* _Texte à lire_:
La Gendarmerie royale du Canada (GRC) a saisi pour 64 millions de dollars de produits contrefaits de 2005 à 2008, révèle un rapport préparé par la division des renseignements criminels. Le peu de ressources d'enquête consacrées à ce type de criminalité et la «légèreté» des peines fait croire au corps policier que la contrefaçon devrait augmenter et même poser une menace pour la santé des Canadiens au cours des prochaines années.

Le rapport, intitulé Projet Strider, a été rendu public il y a quelques jours. Il indique que la GRC a enquêté sur près de 1500 violations de la propriété intellectuelle de 2005 à 2008. Ce nombre représenterait toutefois une «infime» partie de la réalité.

«Les techniques de contrefaçon et de piratage se sont affinées au point où les policiers, les douaniers et les titulaires de droits d'auteur eux-mêmes ont beaucoup de difficulté à distinguer les produits authentiques des faux», explique le rapport.

Selon l'étude, les partenaires commerciaux du Canada et les spécialistes des questions de marques et de droits d'auteur critiquent sévèrement la législation canadienne en la matière.

«Ces critiques viennent du fait que les douaniers canadiens n'ont pas les pouvoirs d'office de cibler et de retenir les biens qu'ils soupçonnent d'être piratés ou contrefaits, que le Canada n'a pas corrigé l'inefficacité perçue des infractions aux marques de commerce inscrites dans le Code criminel, ni mis en oeuvre le traité de l'Organisation mondiale de la propriété intellectuelle (OMPI) sur le droit d'auteur», dit le rapport.

La majorité des produits contrefaits proviennent et transitent par la Chine et les États-Unis. Le crime organisé se servirait notamment de la contrefaçon pour blanchir de l'argent.

Les biens les plus contrefaits au Canada seraient les vêtements et les accessoires qui imitent les marques griffées et de haute couture. Viennent ensuite les oeuvres audiovisuelles et littéraires piratées. Les piles, les téléphones cellulaires, les disjoncteurs, les bijoux, les jouets et les produits ménagers font partie des autres articles mentionnés dans le cadre du projet Strider.

La GRC est par ailleurs de plus en plus préoccupée par la contrefaçon de produits pharmaceutiques. Au cours des dernières années, le corps policier a enregistré des cas de médicaments contrefaits pour traiter les dysfonctions érectiles, le cancer, l'hypertension et des analgésiques. Une résidante de la Colombie-Britannique est d'ailleurs morte en 2006 à la suite d'un empoisonnement après avoir consommé de faux médicaments vendus sur le web. En 2005, une pharmacie ontarienne a également été prise à vendre des comprimés qui imitaient une marque légitime à des patients qui souffraient d'hypertension.

Difficile à saisir

Selon la GRC, il est difficile de saisir l'ampleur de ce phénomène, car le personnel médical et les coroners ne sont généralement pas formés pour rechercher la présence de médicaments contrefaits.

* _Données enregistrées_:
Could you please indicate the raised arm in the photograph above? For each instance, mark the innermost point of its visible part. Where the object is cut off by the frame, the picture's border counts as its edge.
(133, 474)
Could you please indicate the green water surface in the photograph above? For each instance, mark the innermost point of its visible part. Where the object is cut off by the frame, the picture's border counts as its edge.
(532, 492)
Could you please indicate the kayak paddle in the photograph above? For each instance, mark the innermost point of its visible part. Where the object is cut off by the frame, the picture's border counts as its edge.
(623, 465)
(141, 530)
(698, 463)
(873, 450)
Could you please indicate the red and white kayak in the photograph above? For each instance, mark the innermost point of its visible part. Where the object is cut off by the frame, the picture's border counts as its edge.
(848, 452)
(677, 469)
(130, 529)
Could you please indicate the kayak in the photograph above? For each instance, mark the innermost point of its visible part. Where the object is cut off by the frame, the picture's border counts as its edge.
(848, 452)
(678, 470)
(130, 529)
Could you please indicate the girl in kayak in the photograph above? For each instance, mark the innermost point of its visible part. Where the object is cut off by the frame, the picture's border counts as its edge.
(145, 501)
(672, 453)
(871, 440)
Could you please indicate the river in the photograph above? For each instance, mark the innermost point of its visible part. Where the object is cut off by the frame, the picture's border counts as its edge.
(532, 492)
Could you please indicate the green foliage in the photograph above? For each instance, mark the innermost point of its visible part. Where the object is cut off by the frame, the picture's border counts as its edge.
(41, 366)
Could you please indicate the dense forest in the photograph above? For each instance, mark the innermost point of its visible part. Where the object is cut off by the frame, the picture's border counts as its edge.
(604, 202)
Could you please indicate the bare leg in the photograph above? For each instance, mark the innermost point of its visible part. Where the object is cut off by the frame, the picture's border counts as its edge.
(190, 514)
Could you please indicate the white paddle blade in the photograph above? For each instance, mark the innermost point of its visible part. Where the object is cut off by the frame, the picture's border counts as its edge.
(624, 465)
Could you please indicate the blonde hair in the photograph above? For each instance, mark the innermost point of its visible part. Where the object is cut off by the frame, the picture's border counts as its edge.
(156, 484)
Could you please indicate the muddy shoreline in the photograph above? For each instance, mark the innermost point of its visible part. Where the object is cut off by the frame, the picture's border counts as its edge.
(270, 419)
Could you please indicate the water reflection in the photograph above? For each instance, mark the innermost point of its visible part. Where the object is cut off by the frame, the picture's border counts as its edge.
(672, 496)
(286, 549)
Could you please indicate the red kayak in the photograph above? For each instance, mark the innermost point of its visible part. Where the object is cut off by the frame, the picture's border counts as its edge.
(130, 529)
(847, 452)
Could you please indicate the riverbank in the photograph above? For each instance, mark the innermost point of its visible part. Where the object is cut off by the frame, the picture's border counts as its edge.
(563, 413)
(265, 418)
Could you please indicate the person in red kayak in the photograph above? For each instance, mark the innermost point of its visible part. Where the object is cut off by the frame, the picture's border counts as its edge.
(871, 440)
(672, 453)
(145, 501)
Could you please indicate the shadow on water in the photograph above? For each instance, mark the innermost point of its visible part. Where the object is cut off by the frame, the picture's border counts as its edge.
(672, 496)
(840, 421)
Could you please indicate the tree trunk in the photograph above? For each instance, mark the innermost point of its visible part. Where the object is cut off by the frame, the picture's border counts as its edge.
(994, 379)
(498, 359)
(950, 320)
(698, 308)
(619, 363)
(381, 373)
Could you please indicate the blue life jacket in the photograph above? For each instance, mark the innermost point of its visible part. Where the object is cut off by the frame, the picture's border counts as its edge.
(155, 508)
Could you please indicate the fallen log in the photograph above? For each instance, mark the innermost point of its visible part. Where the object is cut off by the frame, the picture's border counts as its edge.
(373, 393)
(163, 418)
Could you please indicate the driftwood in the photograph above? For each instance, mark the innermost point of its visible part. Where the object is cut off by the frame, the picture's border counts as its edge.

* _Travail à faire_:
A - Recopiez mot pour mot le passage de l'article sur la contrefaçon qui va de «Selon la GRC, il» jusqu'à «de médicaments contrefaits.».
B - D'après l'article sur la contrefaçon, les affirmations suivantes sont-elles exactes ? Répondez par oui ou par non et citez à l'identique les mots de l'article qui tranchent. (i) La GRC a saisi pour 64 millions de dollars de produits contrefaits de 2005 à 2008. (ii) La majorité des produits contrefaits proviennent de l'Inde. (iii) Le personnel médical est généralement formé pour rechercher la présence de médicaments contrefaits.

* _Réponses numérotées_:
A -
Selon la GRC, il est difficile de saisir l'ampleur de ce phénomène, car le personnel médical et les coroners ne sont généralement pas formés pour rechercher la présence de médicaments contrefaits.

B -
(i) Oui : «La Gendarmerie royale du Canada (GRC) a saisi pour 64 millions de dollars de produits contrefaits de 2005 à 2008».
(ii) Non : «La majorité des produits contrefaits proviennent et transitent par la Chine et les États-Unis».
(iii) Non : «le personnel médical et les coroners ne sont généralement pas formés pour rechercher la présence de médicaments contrefaits».